▸ KUTIPAN DOKUMEN:

----

Gue adalah salah seorang yang nggak setuju dengan berdirinya manajemen artis dalam sebuah label rekaman. Gue punya argumentasi yang kuat untuk ini. Label rekaman itu INKOMPETEN untuk urusan manajemen artis dan nantinya gue yakin malah bakal merusak tatanan industri musik yang selama ini otonom dari tiga belah pihak terkait (artis, manajemen, label).


Bisnis utama label rekaman adalah jualan kaset, CD, RBT, dsb. Semua yang berhubungan dengan rekaman musik. Dari nama saja sudah jelas: Perusahaan Rekaman! Akhirnya ketika mereka membuka divisi baru (Artis Manajemen) gampang ditebak kalo kerepotan dan berbagai kebodohan dalam urusan manajerial artis bakal terjadi di sana. Mulai dari SDM yang mereka miliki butut hingga praktek-praktek jualan band yang obscure. Karena mereka masih "belajar" maka jangan cari profesionalisme manajemen artis di dalam major label :)


Conflict of interest tingkat tinggi juga bakal terjadi di dalam band ketika manajernya bingung harus membela kepentingan yang mana nantinya (artis atau label?). Secara manajer lama kemungkinan besar bakal ”digaji” oleh label dan nanti hanya akan menjadi sub-ordinat dari manajemen baru.


Gara-gara pembajakan musik yang makin gokil (bahkan konon direstui negara) dan menurun drastisnya penjualan album fisikal, akhirnya mereka mengambil jalan pintas mendirikan manajemen artis yang ujungnya lagi-lagi merugikan artis nantinya. Label bukannya bersatu memerangi pembajakan namun malah berkomplot untuk mengeksploitasi artis habis-habisan agar mereka bisa terhindar dari kebangkrutan.


Biarkan artis yang bangkrut, tapi jangan labelnya! Kira-kira kasarnya begitu. Sekali lagi artis adalah obyek penderita nomor satu nantinya.


Setelah kecilnya nilai royalti mekanikal di Indonesia, statistik penjualan album yang manipulatif, dilarangnya artis bergabung dengan KCI oleh ASIRI (atau diminta keluar dari KCI jika telah bergabung) maka penindasan terhadap artis akan datang lebih kejam lagi nantinya. Detailnya kira-kira seperti di bawah ini.

----

Item dataset tersimpan

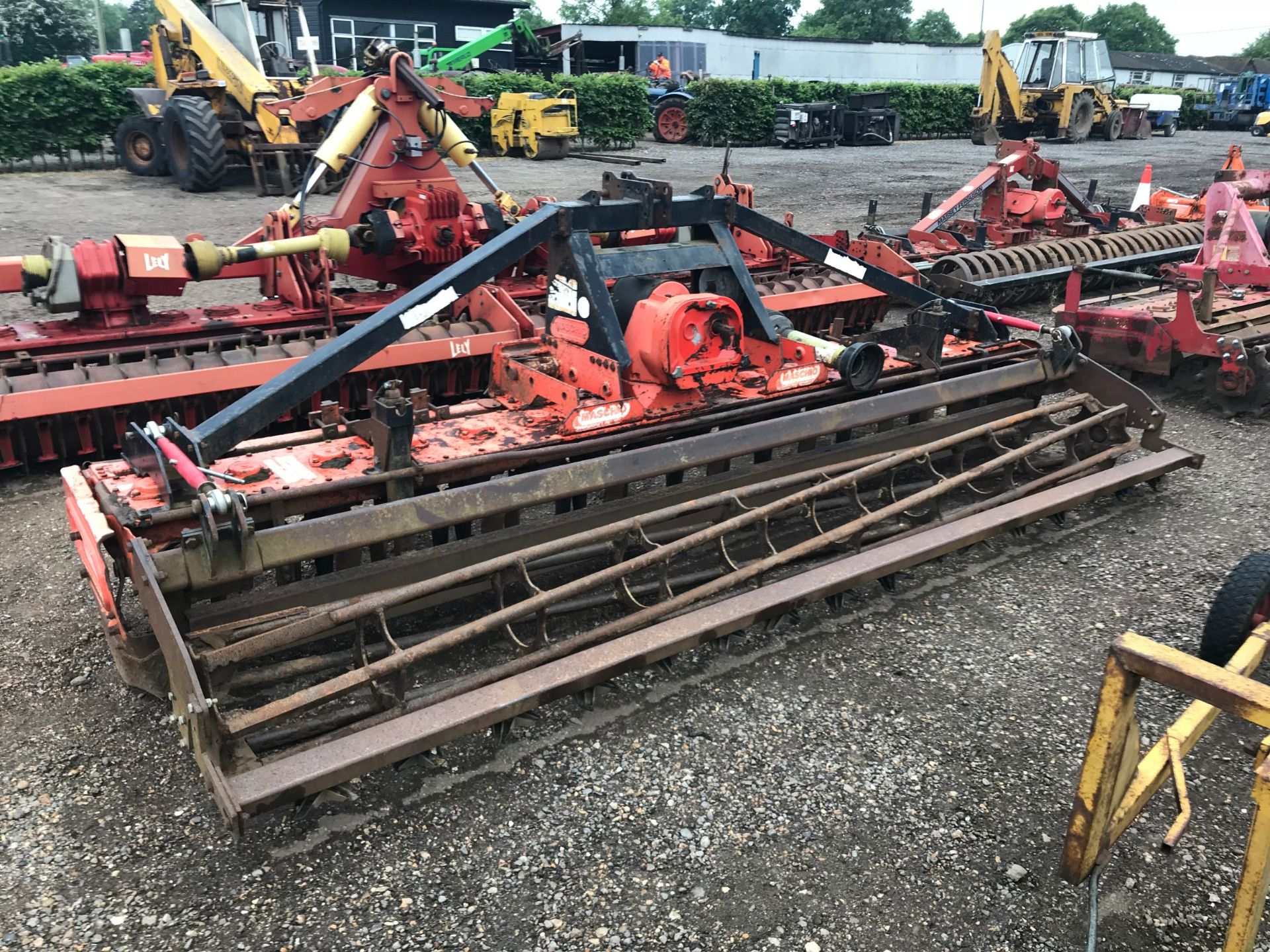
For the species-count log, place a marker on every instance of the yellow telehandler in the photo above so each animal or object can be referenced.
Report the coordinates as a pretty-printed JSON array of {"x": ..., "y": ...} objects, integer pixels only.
[
  {"x": 1060, "y": 87},
  {"x": 212, "y": 77}
]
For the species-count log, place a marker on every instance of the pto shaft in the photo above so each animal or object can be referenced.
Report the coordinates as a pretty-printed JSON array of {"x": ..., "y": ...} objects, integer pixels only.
[{"x": 205, "y": 259}]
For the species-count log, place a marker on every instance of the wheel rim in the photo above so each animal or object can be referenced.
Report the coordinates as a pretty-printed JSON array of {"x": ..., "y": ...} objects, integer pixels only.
[
  {"x": 1261, "y": 614},
  {"x": 177, "y": 147},
  {"x": 672, "y": 122},
  {"x": 140, "y": 147}
]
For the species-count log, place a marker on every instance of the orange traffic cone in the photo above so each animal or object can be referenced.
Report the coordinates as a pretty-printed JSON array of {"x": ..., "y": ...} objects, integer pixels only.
[{"x": 1142, "y": 197}]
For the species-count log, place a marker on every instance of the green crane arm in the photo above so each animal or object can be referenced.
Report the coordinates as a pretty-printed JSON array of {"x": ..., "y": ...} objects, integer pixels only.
[{"x": 461, "y": 56}]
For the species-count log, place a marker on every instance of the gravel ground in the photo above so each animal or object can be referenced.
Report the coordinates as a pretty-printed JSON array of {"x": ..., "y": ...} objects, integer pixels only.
[{"x": 860, "y": 782}]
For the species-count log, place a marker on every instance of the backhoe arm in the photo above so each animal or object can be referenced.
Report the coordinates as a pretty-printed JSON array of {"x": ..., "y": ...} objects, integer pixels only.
[
  {"x": 1000, "y": 93},
  {"x": 186, "y": 32}
]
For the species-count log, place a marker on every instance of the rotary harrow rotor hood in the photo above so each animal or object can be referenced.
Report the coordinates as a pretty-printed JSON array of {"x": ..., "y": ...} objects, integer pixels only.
[{"x": 683, "y": 340}]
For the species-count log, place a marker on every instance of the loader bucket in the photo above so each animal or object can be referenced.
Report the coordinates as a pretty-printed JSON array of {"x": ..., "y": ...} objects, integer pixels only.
[
  {"x": 364, "y": 594},
  {"x": 1136, "y": 124}
]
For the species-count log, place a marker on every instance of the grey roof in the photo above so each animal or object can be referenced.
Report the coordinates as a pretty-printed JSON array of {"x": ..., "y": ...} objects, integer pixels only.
[
  {"x": 1240, "y": 63},
  {"x": 1164, "y": 63}
]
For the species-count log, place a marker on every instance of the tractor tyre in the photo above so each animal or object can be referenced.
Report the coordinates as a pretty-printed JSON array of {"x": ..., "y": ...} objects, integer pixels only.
[
  {"x": 1113, "y": 126},
  {"x": 196, "y": 143},
  {"x": 1241, "y": 604},
  {"x": 1080, "y": 124},
  {"x": 671, "y": 122},
  {"x": 139, "y": 146}
]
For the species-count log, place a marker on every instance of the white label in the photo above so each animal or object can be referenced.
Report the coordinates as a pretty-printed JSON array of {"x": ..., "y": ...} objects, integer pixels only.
[
  {"x": 845, "y": 264},
  {"x": 418, "y": 314},
  {"x": 290, "y": 470},
  {"x": 563, "y": 295},
  {"x": 588, "y": 418}
]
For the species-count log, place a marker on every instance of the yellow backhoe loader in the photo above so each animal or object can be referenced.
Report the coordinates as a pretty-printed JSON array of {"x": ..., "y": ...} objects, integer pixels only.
[
  {"x": 212, "y": 77},
  {"x": 1060, "y": 87}
]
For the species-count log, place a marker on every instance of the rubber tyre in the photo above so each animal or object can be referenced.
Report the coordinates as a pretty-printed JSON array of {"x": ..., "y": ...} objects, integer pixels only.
[
  {"x": 1241, "y": 604},
  {"x": 671, "y": 122},
  {"x": 196, "y": 145},
  {"x": 139, "y": 145},
  {"x": 1113, "y": 126},
  {"x": 1080, "y": 124}
]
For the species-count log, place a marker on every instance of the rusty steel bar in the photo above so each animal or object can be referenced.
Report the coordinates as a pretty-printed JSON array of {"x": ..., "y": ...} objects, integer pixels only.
[
  {"x": 294, "y": 776},
  {"x": 241, "y": 724},
  {"x": 324, "y": 619},
  {"x": 224, "y": 617}
]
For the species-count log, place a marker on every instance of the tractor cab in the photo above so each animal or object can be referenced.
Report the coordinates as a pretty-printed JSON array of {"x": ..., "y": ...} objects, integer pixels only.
[{"x": 1052, "y": 59}]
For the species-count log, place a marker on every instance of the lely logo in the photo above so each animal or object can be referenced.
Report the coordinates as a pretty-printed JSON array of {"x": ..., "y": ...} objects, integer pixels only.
[{"x": 798, "y": 376}]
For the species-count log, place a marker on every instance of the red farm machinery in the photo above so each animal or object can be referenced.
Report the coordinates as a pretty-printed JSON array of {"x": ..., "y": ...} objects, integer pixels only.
[
  {"x": 316, "y": 606},
  {"x": 71, "y": 381},
  {"x": 1206, "y": 320},
  {"x": 1017, "y": 227}
]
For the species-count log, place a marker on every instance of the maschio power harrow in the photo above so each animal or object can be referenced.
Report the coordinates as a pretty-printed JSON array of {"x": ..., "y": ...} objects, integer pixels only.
[
  {"x": 1032, "y": 226},
  {"x": 317, "y": 606},
  {"x": 70, "y": 383}
]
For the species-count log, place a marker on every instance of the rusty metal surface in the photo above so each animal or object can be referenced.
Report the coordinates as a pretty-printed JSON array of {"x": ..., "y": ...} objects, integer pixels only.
[
  {"x": 323, "y": 766},
  {"x": 273, "y": 547}
]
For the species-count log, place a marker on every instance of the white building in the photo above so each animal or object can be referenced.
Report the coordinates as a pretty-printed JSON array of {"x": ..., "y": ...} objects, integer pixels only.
[
  {"x": 734, "y": 56},
  {"x": 1165, "y": 70}
]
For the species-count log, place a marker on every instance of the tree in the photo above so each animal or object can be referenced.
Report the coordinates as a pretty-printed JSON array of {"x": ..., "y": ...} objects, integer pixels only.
[
  {"x": 37, "y": 30},
  {"x": 1132, "y": 28},
  {"x": 757, "y": 18},
  {"x": 1064, "y": 17},
  {"x": 532, "y": 17},
  {"x": 1259, "y": 48},
  {"x": 702, "y": 15},
  {"x": 934, "y": 27},
  {"x": 618, "y": 13},
  {"x": 859, "y": 19}
]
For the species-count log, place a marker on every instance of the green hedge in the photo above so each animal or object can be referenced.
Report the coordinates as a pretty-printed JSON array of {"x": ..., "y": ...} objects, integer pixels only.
[
  {"x": 1189, "y": 117},
  {"x": 743, "y": 111},
  {"x": 613, "y": 107},
  {"x": 48, "y": 110}
]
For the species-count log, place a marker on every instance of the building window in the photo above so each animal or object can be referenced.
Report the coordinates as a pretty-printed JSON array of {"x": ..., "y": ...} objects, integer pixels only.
[{"x": 349, "y": 38}]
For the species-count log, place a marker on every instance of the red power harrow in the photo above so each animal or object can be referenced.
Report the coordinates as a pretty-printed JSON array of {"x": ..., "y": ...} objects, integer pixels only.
[
  {"x": 1214, "y": 309},
  {"x": 1023, "y": 239},
  {"x": 317, "y": 606},
  {"x": 69, "y": 383}
]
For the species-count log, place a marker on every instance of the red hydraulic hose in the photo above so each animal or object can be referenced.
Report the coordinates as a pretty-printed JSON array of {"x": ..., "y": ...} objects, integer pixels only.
[{"x": 183, "y": 465}]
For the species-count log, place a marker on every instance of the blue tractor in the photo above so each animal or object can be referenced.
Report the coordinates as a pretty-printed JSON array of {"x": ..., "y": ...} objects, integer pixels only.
[{"x": 667, "y": 98}]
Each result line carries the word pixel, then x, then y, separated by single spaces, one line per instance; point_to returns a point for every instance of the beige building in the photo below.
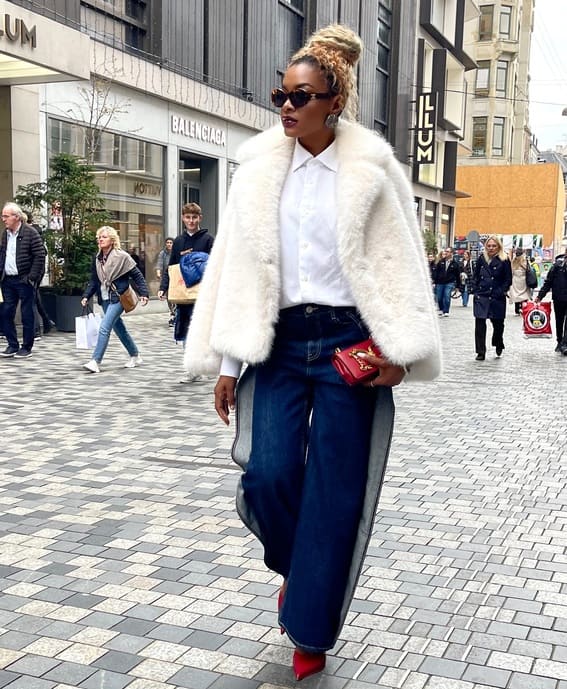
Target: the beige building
pixel 514 201
pixel 497 131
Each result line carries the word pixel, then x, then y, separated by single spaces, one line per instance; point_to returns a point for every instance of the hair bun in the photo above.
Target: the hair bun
pixel 340 39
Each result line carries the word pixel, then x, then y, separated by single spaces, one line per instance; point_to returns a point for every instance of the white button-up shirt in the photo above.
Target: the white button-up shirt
pixel 309 262
pixel 310 268
pixel 10 266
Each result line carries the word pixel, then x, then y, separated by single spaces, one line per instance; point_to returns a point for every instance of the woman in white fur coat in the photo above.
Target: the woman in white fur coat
pixel 318 249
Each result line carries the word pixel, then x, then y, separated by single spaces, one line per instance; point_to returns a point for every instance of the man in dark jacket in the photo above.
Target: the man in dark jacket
pixel 446 276
pixel 192 239
pixel 22 263
pixel 556 281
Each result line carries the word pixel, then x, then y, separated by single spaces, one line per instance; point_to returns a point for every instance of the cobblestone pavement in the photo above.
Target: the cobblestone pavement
pixel 123 562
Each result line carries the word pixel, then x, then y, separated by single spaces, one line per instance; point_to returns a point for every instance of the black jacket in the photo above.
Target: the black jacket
pixel 556 280
pixel 490 283
pixel 200 241
pixel 452 274
pixel 30 254
pixel 122 283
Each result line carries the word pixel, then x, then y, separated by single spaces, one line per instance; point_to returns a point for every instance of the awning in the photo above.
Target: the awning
pixel 34 49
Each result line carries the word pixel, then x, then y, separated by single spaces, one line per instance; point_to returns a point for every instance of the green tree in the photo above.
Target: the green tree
pixel 70 250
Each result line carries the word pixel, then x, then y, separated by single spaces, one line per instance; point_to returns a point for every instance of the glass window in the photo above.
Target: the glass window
pixel 505 24
pixel 498 136
pixel 483 78
pixel 429 219
pixel 384 40
pixel 445 230
pixel 297 4
pixel 479 136
pixel 485 23
pixel 501 78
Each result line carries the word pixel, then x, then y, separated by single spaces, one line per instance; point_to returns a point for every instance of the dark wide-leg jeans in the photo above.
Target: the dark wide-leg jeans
pixel 480 334
pixel 306 476
pixel 16 290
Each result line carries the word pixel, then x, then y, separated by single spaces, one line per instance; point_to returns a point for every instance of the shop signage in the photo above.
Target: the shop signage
pixel 146 189
pixel 197 130
pixel 14 30
pixel 425 131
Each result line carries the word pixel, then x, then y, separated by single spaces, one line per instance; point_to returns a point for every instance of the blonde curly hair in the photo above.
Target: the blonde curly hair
pixel 335 50
pixel 112 235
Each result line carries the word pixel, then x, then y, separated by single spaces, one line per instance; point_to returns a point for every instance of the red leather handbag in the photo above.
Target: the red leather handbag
pixel 351 367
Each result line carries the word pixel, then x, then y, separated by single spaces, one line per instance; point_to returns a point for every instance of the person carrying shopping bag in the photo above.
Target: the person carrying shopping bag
pixel 112 271
pixel 318 249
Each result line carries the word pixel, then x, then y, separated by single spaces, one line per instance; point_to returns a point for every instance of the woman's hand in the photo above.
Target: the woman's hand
pixel 224 397
pixel 389 375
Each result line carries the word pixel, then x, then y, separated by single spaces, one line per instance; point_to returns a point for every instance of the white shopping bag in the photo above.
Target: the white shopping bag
pixel 86 330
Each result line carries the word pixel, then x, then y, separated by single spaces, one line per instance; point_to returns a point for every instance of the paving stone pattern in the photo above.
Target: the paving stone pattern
pixel 123 564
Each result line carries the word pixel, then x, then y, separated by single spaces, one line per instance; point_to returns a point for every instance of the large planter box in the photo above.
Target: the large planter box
pixel 62 309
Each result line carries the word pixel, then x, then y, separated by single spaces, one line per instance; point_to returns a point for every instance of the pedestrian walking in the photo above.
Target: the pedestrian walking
pixel 491 281
pixel 556 281
pixel 446 277
pixel 318 249
pixel 22 263
pixel 193 238
pixel 161 269
pixel 519 292
pixel 40 314
pixel 466 269
pixel 113 270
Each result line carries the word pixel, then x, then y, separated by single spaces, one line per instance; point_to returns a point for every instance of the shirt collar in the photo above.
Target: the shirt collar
pixel 328 157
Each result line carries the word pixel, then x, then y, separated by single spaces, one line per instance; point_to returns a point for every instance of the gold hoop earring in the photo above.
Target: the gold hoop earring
pixel 331 120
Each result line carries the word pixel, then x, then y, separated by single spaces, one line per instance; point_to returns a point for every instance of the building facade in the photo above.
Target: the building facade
pixel 158 96
pixel 441 66
pixel 499 41
pixel 523 204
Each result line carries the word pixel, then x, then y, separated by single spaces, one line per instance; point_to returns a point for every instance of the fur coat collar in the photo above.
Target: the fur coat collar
pixel 379 247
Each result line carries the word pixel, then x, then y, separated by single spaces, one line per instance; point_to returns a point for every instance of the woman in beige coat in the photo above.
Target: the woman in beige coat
pixel 318 248
pixel 519 292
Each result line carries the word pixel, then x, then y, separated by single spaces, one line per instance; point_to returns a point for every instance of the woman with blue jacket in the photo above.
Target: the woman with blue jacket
pixel 491 281
pixel 112 271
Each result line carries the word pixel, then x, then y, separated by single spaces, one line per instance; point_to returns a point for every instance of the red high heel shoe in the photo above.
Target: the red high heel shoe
pixel 306 664
pixel 281 596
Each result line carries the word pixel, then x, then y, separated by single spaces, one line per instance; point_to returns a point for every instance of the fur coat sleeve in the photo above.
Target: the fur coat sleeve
pixel 379 245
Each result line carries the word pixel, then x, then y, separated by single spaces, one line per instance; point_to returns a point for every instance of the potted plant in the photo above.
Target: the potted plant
pixel 70 247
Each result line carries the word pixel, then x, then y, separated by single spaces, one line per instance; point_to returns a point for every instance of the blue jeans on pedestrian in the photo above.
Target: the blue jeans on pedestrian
pixel 15 290
pixel 443 294
pixel 306 476
pixel 112 321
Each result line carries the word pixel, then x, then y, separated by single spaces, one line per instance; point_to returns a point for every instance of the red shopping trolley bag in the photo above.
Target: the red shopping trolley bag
pixel 537 319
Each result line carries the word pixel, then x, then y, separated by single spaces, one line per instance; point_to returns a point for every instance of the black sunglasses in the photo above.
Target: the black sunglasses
pixel 297 98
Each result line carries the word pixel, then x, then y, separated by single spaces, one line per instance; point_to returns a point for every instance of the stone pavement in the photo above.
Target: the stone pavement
pixel 124 564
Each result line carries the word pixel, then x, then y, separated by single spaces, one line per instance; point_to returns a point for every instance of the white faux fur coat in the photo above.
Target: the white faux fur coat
pixel 380 250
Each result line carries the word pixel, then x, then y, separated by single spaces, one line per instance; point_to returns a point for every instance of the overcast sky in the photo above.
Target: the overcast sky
pixel 548 71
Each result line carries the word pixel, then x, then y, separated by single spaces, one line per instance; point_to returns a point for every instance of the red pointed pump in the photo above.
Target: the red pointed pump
pixel 306 664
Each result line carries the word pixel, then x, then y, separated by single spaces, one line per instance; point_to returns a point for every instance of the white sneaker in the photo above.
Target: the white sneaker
pixel 92 366
pixel 190 379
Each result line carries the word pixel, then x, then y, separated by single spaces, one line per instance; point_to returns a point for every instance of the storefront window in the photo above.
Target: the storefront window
pixel 130 175
pixel 429 219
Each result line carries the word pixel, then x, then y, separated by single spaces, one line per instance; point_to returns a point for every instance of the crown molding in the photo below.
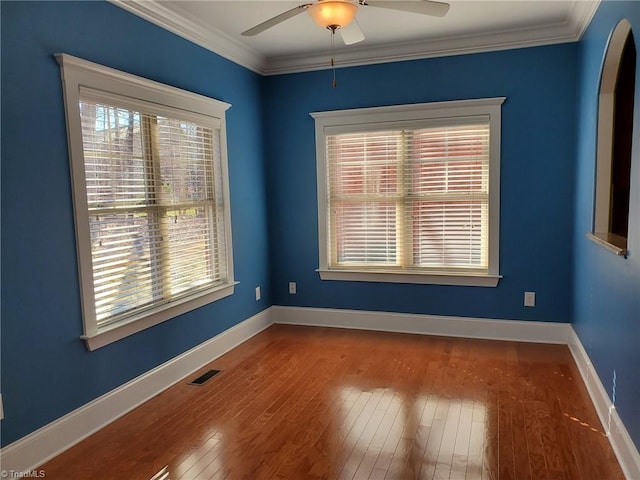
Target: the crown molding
pixel 222 44
pixel 212 39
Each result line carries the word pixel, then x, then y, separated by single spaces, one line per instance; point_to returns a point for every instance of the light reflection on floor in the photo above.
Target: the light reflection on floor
pixel 390 435
pixel 205 461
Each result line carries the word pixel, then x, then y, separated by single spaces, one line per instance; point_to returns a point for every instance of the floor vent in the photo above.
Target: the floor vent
pixel 204 377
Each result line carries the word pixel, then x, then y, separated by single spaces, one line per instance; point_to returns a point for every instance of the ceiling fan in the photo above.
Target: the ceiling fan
pixel 340 14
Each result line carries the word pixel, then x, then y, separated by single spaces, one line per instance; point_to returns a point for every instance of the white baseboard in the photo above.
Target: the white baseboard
pixel 45 443
pixel 621 442
pixel 36 448
pixel 520 331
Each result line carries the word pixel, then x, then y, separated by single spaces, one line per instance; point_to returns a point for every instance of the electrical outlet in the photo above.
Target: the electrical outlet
pixel 529 299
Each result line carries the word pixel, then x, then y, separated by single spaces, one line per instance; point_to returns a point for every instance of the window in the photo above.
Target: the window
pixel 150 191
pixel 410 194
pixel 615 138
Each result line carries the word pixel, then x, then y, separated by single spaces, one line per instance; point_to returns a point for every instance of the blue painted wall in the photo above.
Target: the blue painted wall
pixel 547 195
pixel 607 287
pixel 46 369
pixel 537 187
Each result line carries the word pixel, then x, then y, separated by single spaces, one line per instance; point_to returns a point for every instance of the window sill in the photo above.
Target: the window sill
pixel 613 243
pixel 468 279
pixel 112 333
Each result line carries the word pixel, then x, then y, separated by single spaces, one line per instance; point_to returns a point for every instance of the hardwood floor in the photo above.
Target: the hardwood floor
pixel 317 403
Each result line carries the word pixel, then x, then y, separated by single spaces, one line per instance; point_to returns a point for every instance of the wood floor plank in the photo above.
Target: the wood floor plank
pixel 320 403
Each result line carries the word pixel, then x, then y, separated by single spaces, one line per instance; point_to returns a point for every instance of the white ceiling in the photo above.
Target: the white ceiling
pixel 299 44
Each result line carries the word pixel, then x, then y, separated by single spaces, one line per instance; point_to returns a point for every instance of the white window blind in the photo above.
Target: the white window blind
pixel 410 193
pixel 153 200
pixel 409 199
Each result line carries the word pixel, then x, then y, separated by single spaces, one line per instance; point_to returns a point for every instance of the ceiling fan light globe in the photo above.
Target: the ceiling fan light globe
pixel 333 13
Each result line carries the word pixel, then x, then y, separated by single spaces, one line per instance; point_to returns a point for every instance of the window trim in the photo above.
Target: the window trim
pixel 361 119
pixel 78 73
pixel 601 231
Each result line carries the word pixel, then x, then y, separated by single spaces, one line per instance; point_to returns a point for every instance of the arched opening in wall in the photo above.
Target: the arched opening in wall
pixel 614 141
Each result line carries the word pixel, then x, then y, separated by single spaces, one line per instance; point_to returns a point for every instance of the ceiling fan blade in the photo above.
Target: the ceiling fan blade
pixel 272 22
pixel 423 7
pixel 351 33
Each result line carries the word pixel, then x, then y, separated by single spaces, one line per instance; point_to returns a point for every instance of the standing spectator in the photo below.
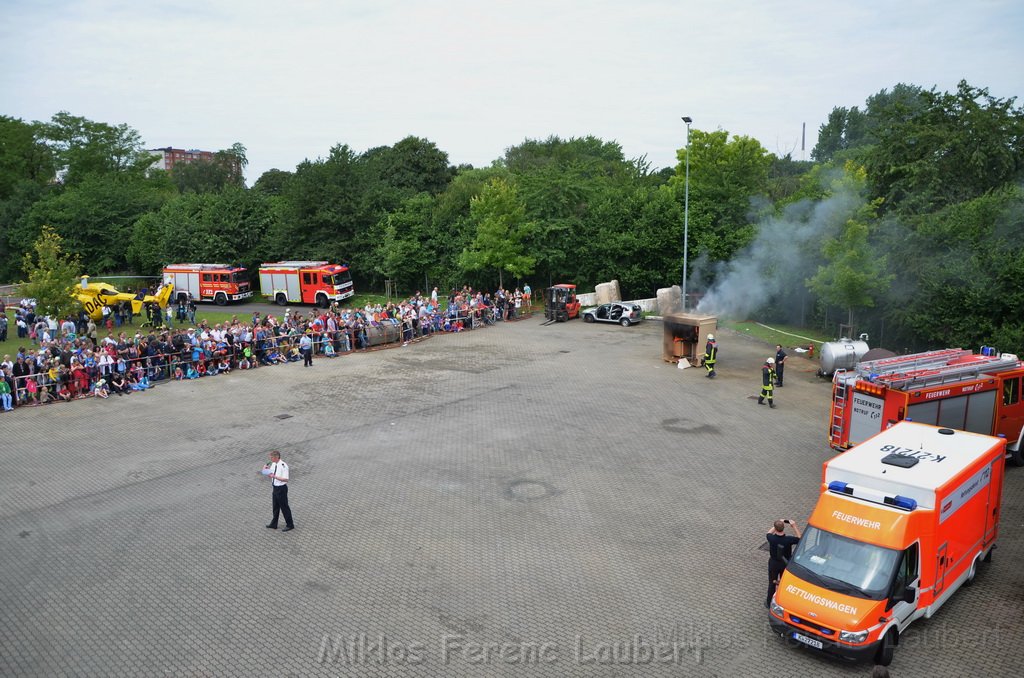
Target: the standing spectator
pixel 767 382
pixel 779 365
pixel 779 551
pixel 306 347
pixel 5 399
pixel 711 355
pixel 276 470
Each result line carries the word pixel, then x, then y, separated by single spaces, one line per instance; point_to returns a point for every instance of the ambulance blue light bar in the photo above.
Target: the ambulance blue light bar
pixel 902 502
pixel 840 486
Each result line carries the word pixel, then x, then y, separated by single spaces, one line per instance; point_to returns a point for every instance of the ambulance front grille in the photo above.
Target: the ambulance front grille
pixel 830 633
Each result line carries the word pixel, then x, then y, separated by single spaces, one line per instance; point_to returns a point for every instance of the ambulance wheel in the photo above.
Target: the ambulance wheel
pixel 884 654
pixel 973 573
pixel 1017 457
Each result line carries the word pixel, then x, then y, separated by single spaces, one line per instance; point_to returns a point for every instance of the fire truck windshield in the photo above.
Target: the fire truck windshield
pixel 338 279
pixel 843 564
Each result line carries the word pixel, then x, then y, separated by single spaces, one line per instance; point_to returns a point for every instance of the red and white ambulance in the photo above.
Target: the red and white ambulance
pixel 904 519
pixel 208 282
pixel 305 282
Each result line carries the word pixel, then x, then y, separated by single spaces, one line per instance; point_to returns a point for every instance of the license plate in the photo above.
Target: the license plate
pixel 808 641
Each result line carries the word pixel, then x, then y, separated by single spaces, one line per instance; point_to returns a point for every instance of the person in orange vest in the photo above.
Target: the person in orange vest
pixel 711 355
pixel 767 382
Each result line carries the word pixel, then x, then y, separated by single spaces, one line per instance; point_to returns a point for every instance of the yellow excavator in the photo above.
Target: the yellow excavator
pixel 93 296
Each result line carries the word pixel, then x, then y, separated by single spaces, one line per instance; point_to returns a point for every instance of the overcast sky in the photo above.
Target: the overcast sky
pixel 289 79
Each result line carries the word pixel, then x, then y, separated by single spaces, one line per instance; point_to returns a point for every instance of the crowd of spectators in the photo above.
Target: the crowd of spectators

----

▸ DAFTAR TUGAS:
(A) Menurut kutipan dokumen tentang manajemen artis di label rekaman, apa bisnis utama label rekaman?
(B) Tulis ulang secara lebih ringkas paragraf dalam kutipan dokumen yang diawali "Gara-gara pembajakan musik" dengan tetap mempertahankan fakta utamanya.

▸ JAWABAN PER TUGAS:
(A) Jualan kaset, CD, RBT, dan semua yang berhubungan dengan rekaman musik.

(B) Karena pembajakan musik makin parah (konon direstui negara) dan penjualan album fisik turun drastis, label mengambil jalan pintas dengan mendirikan manajemen artis yang akhirnya merugikan artis. Alih-alih bersatu melawan pembajakan, label malah berkomplot mengeksploitasi artis agar terhindar dari kebangkrutan.